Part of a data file
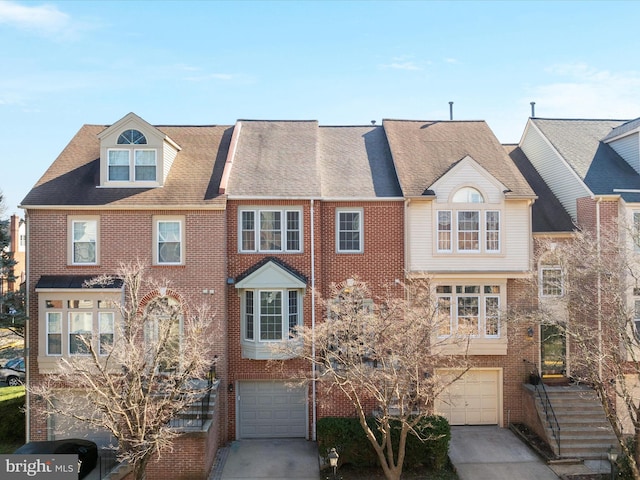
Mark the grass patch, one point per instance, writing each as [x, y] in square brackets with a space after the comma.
[12, 418]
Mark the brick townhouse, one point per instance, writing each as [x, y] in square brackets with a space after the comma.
[266, 215]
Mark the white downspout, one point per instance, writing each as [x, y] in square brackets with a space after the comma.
[599, 288]
[313, 326]
[27, 349]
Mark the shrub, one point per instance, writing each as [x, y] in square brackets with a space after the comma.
[12, 425]
[349, 439]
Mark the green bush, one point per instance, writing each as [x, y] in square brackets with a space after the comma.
[349, 439]
[12, 423]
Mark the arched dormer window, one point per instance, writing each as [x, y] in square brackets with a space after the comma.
[466, 228]
[468, 195]
[132, 137]
[128, 163]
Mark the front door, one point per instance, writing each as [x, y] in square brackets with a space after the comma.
[553, 351]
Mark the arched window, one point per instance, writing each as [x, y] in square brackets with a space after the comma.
[468, 195]
[132, 137]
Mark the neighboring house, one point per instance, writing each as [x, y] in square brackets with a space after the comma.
[116, 194]
[17, 247]
[261, 217]
[593, 168]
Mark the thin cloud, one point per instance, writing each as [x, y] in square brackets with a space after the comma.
[43, 19]
[584, 91]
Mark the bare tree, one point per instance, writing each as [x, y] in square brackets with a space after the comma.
[596, 306]
[154, 367]
[387, 356]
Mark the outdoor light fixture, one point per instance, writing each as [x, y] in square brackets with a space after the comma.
[333, 460]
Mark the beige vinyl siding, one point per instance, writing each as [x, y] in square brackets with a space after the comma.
[515, 242]
[629, 149]
[169, 155]
[467, 175]
[558, 175]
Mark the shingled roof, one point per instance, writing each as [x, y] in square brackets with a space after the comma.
[193, 181]
[596, 163]
[423, 151]
[300, 159]
[547, 214]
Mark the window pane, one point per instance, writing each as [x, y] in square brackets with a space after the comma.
[293, 231]
[145, 164]
[468, 231]
[270, 231]
[169, 238]
[54, 333]
[444, 316]
[80, 328]
[468, 313]
[118, 165]
[84, 241]
[293, 312]
[270, 315]
[349, 231]
[492, 318]
[493, 231]
[444, 231]
[107, 329]
[248, 315]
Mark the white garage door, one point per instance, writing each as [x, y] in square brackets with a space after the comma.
[271, 409]
[474, 399]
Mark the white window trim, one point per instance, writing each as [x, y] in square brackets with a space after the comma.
[257, 348]
[283, 229]
[360, 212]
[157, 219]
[60, 313]
[132, 181]
[482, 232]
[482, 308]
[71, 221]
[543, 268]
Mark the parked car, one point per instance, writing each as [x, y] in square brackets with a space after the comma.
[86, 450]
[13, 372]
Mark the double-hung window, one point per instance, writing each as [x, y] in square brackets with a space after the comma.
[551, 281]
[270, 230]
[472, 310]
[470, 228]
[83, 240]
[271, 315]
[169, 240]
[349, 231]
[131, 162]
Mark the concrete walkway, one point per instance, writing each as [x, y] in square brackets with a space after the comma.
[271, 459]
[493, 453]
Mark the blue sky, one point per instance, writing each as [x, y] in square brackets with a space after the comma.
[67, 63]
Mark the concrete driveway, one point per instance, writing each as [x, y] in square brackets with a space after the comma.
[287, 459]
[493, 453]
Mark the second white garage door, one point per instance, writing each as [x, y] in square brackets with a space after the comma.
[474, 399]
[271, 410]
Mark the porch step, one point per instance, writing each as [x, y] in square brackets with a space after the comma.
[584, 429]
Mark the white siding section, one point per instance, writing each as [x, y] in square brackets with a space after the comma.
[556, 173]
[169, 155]
[514, 254]
[629, 149]
[467, 175]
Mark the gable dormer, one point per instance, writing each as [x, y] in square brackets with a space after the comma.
[135, 154]
[625, 140]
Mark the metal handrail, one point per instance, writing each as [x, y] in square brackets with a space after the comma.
[550, 414]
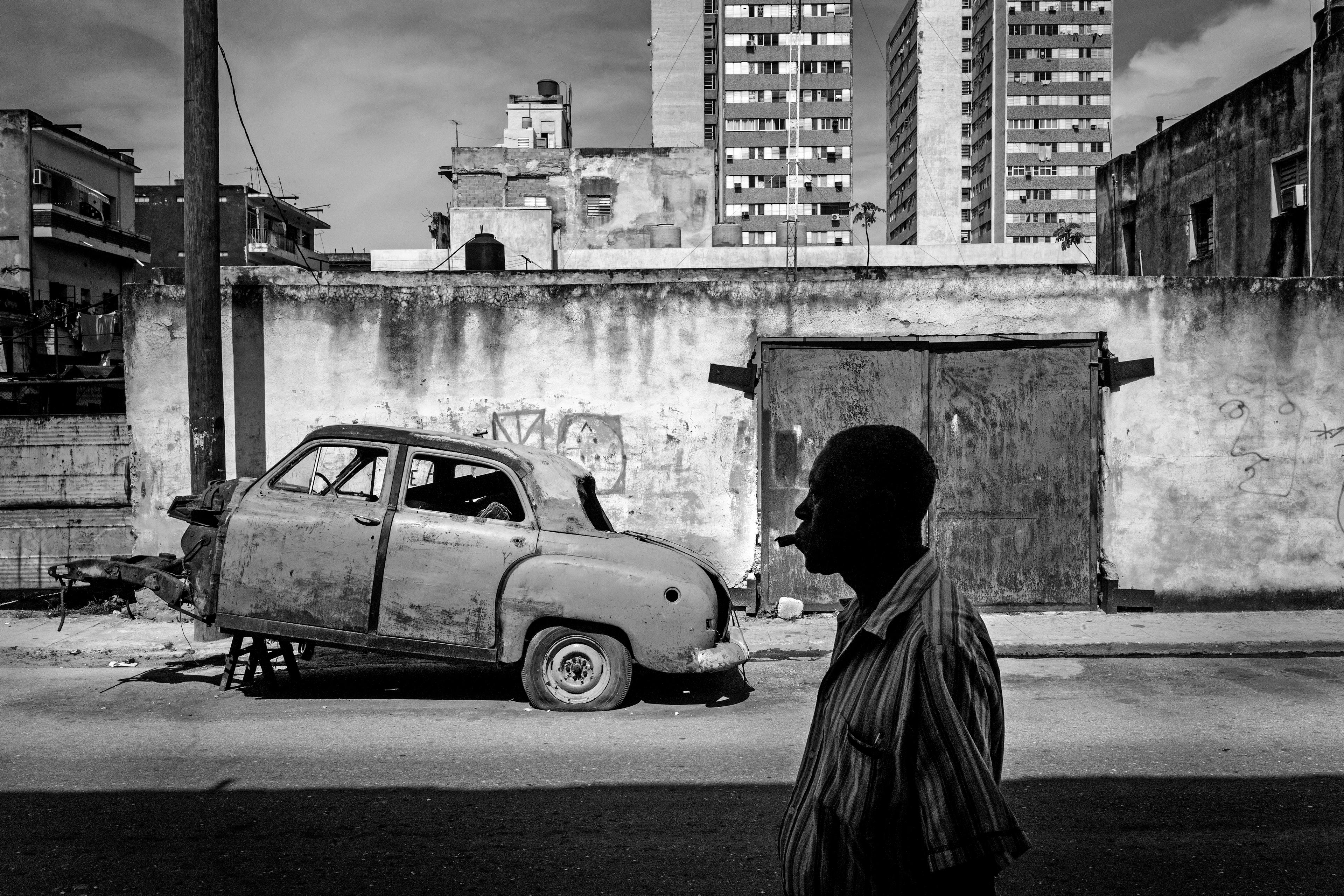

--- Problem details ---
Rescale everything from the line containing "Mark the white siding" down to the end of the material, and give those lines again with the requests included. Multiply every point coordinate in the answers by 2.3 and round each to a whole number with halves going up, and leave the pictures out.

--- Answer below ---
Mark the white siding section, one point per instance, writing each as [x, y] in square brackets with a space after the comma.
[1279, 398]
[389, 357]
[1182, 584]
[1447, 343]
[1074, 403]
Mark the gable dormer, one point per instance, writing each as [x, y] in square brackets with a space after the comma.
[311, 354]
[1438, 322]
Mark the metal handrail, one point per instance, writing each as [x, y] in square brackets with a space after the comma.
[1265, 952]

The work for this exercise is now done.